### What the exercise asks
There is one span to output from the data below: the lines starting at the line with "Every <instance> presents" and ending at the line with "box: [0, 373, 50, 477]". Output it exactly, ends included, nothing more.

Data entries
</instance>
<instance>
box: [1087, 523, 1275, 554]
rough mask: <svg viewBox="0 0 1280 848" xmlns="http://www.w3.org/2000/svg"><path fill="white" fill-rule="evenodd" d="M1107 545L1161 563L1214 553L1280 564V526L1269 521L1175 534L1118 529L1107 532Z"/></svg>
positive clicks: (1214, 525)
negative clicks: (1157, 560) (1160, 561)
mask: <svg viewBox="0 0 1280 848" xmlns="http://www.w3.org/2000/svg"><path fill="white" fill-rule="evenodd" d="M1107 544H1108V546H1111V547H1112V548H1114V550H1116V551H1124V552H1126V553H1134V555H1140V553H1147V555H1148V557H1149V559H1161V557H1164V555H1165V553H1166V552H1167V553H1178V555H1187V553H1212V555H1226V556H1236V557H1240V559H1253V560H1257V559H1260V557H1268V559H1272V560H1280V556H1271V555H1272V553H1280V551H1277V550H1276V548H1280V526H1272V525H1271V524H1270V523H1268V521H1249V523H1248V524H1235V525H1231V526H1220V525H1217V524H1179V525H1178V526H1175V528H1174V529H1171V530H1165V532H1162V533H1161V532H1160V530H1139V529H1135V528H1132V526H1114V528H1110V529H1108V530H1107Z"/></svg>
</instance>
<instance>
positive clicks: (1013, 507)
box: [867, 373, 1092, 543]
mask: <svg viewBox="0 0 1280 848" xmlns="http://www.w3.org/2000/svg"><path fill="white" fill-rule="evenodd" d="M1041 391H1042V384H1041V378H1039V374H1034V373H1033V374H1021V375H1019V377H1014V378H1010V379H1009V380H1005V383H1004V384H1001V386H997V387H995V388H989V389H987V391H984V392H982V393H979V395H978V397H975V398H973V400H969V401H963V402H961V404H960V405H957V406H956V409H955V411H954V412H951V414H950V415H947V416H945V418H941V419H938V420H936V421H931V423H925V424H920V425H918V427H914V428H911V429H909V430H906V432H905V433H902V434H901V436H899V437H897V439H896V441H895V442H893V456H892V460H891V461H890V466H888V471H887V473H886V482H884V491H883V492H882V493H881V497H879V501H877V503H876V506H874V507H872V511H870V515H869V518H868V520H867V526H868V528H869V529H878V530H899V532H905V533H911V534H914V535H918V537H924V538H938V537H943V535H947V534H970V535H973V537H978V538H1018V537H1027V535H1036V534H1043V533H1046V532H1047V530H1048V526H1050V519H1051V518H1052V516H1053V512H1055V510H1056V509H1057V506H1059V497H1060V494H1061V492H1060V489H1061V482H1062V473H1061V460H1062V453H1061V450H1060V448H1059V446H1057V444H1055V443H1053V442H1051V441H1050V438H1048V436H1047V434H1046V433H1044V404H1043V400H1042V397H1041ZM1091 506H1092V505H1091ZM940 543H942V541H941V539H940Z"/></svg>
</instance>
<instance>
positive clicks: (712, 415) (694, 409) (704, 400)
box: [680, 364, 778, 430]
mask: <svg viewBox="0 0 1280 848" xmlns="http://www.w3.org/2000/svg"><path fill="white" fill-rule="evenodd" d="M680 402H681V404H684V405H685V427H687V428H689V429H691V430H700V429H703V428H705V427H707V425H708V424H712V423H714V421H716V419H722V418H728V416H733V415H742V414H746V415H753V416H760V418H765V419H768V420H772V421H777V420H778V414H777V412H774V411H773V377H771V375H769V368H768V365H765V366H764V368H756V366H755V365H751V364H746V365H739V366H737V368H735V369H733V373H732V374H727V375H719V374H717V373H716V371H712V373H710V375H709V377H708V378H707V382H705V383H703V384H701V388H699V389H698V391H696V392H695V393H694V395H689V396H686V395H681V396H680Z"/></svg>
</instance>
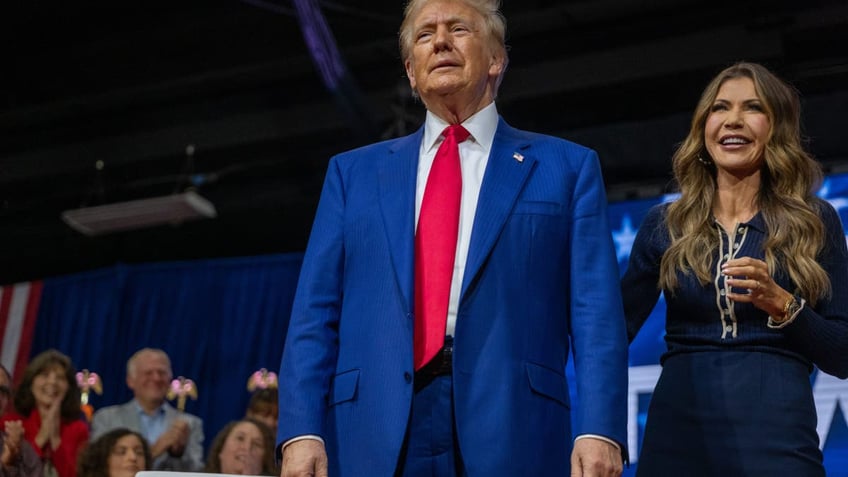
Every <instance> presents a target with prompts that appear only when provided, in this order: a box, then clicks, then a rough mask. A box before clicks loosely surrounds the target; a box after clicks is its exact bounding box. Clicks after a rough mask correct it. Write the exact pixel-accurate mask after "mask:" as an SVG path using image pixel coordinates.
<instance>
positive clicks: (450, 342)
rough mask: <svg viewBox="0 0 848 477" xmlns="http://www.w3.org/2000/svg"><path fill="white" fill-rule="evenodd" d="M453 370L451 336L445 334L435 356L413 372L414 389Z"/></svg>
mask: <svg viewBox="0 0 848 477" xmlns="http://www.w3.org/2000/svg"><path fill="white" fill-rule="evenodd" d="M452 372H453V337H452V336H446V337H445V344H444V345H443V346H442V349H440V350H439V352H438V353H436V356H434V357H433V359H431V360H430V362H429V363H427V364H425V365H424V366H422V367H421V369H419V370H418V371H416V372H415V389H416V391H417V390H419V389H421V388H423V387H424V386H426V385H428V384H430V382H431V381H433V379H434V378H436V377H437V376H444V375H446V374H451V373H452Z"/></svg>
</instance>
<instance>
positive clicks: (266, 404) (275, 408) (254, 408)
mask: <svg viewBox="0 0 848 477" xmlns="http://www.w3.org/2000/svg"><path fill="white" fill-rule="evenodd" d="M277 406H278V403H277V388H265V389H258V390H256V392H254V393H253V395H252V396H250V402H249V403H247V412H246V413H245V417H249V418H251V419H256V420H257V421H259V422H261V423H263V424H265V425H266V426H268V429H270V430H271V431H272V432H277V411H278V407H277Z"/></svg>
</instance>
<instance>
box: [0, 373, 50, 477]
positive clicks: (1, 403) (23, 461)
mask: <svg viewBox="0 0 848 477" xmlns="http://www.w3.org/2000/svg"><path fill="white" fill-rule="evenodd" d="M11 397H12V375H11V374H9V371H8V370H7V369H6V368H5V367H4V366H3V365H2V364H0V416H2V415H3V414H4V413H5V412H6V407H8V405H9V400H10V399H11ZM0 477H41V460H40V459H39V458H38V455H36V453H35V451H34V450H33V449H32V446H30V444H29V442H27V441H26V440H25V439H24V427H23V423H22V422H21V421H6V422H5V423H4V425H3V427H0Z"/></svg>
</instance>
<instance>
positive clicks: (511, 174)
mask: <svg viewBox="0 0 848 477" xmlns="http://www.w3.org/2000/svg"><path fill="white" fill-rule="evenodd" d="M529 147H530V142H529V140H528V139H527V138H526V137H522V135H521V132H520V131H518V130H516V129H513V128H512V127H510V126H509V125H507V124H506V122H504V120H503V119H500V121H499V122H498V130H497V132H496V133H495V140H494V142H493V143H492V152H491V153H490V155H489V163H488V165H487V166H486V173H485V175H484V176H483V184H482V185H481V188H480V197H479V198H478V200H477V212H476V213H475V215H474V226H473V228H472V230H471V242H470V244H469V246H468V258H467V260H466V262H465V274H464V278H463V280H462V292H461V294H460V302H462V299H463V297H464V296H465V293H466V292H467V290H468V286H469V284H470V283H472V282H473V280H474V278H475V277H476V276H477V274H478V273H479V272H480V268H481V267H482V265H483V262H485V260H486V257H487V256H488V255H489V253H490V252H491V250H492V247H494V245H495V241H496V240H497V237H498V235H499V234H500V231H501V229H502V228H503V226H504V224H505V223H506V220H507V218H508V217H509V214H510V211H511V210H512V208H513V207H514V206H515V201H516V199H517V198H518V194H519V192H520V191H521V189H522V187H523V186H524V183H525V182H526V181H527V178H528V177H529V176H530V171H532V170H533V168H534V167H535V164H536V160H535V159H534V158H532V157H530V156H529V154H527V150H528V149H529Z"/></svg>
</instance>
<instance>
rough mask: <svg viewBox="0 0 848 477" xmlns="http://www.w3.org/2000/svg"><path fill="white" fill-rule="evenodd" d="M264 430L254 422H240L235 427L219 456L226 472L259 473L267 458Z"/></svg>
mask: <svg viewBox="0 0 848 477" xmlns="http://www.w3.org/2000/svg"><path fill="white" fill-rule="evenodd" d="M264 442H265V440H264V438H263V437H262V432H261V431H260V430H259V428H258V427H256V424H253V423H252V422H240V423H238V424H236V425H235V427H233V429H232V430H231V431H230V434H229V435H228V436H227V439H226V440H225V441H224V446H223V447H222V448H221V453H220V454H218V458H219V459H220V460H221V472H222V473H224V474H238V475H259V474H261V473H262V460H263V459H264V458H265V449H264V447H263V446H264Z"/></svg>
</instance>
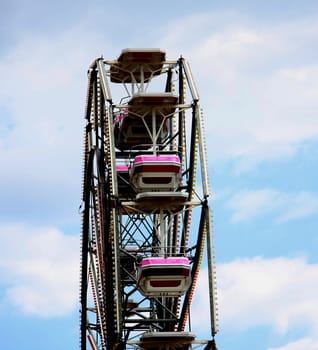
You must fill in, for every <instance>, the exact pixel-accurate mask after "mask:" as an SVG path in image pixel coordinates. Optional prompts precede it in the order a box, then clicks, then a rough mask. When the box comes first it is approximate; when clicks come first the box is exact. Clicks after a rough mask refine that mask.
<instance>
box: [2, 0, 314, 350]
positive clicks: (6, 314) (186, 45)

### Answer for the task
Every <instance> presents a target with prompts that appear only when provided, in this order: a box, then clicks, then a rough mask. A box before clicks loosely surrounds the target; a box after clicks is its exact bounding box. Clicks after a rough mask correct it. Write the exact pixel-accurate mask after "mask:" as an SVG path using image pixel coordinates.
<instance>
positive clicks: (450, 342)
rough mask: <svg viewBox="0 0 848 477" xmlns="http://www.w3.org/2000/svg"><path fill="white" fill-rule="evenodd" d="M453 370L451 336L445 334L435 356L413 372L414 389Z"/></svg>
mask: <svg viewBox="0 0 848 477" xmlns="http://www.w3.org/2000/svg"><path fill="white" fill-rule="evenodd" d="M452 372H453V337H452V336H446V337H445V344H444V345H443V346H442V349H440V350H439V352H438V353H436V356H434V357H433V359H431V360H430V362H429V363H427V364H425V365H424V366H422V367H421V369H419V370H418V371H416V372H415V389H416V391H417V390H419V389H421V388H423V387H424V386H426V385H428V384H430V382H431V381H433V379H434V378H436V377H437V376H444V375H446V374H451V373H452Z"/></svg>
</instance>
<instance>
positive clicks: (266, 404) (275, 408) (254, 408)
mask: <svg viewBox="0 0 848 477" xmlns="http://www.w3.org/2000/svg"><path fill="white" fill-rule="evenodd" d="M277 406H278V403H277V388H265V389H258V390H256V392H254V393H253V395H252V396H250V402H249V403H247V412H246V413H245V417H249V418H251V419H256V420H257V421H259V422H261V423H263V424H265V425H266V426H268V429H270V430H271V431H272V432H277V411H278V407H277Z"/></svg>
</instance>
<instance>
box: [0, 373, 50, 477]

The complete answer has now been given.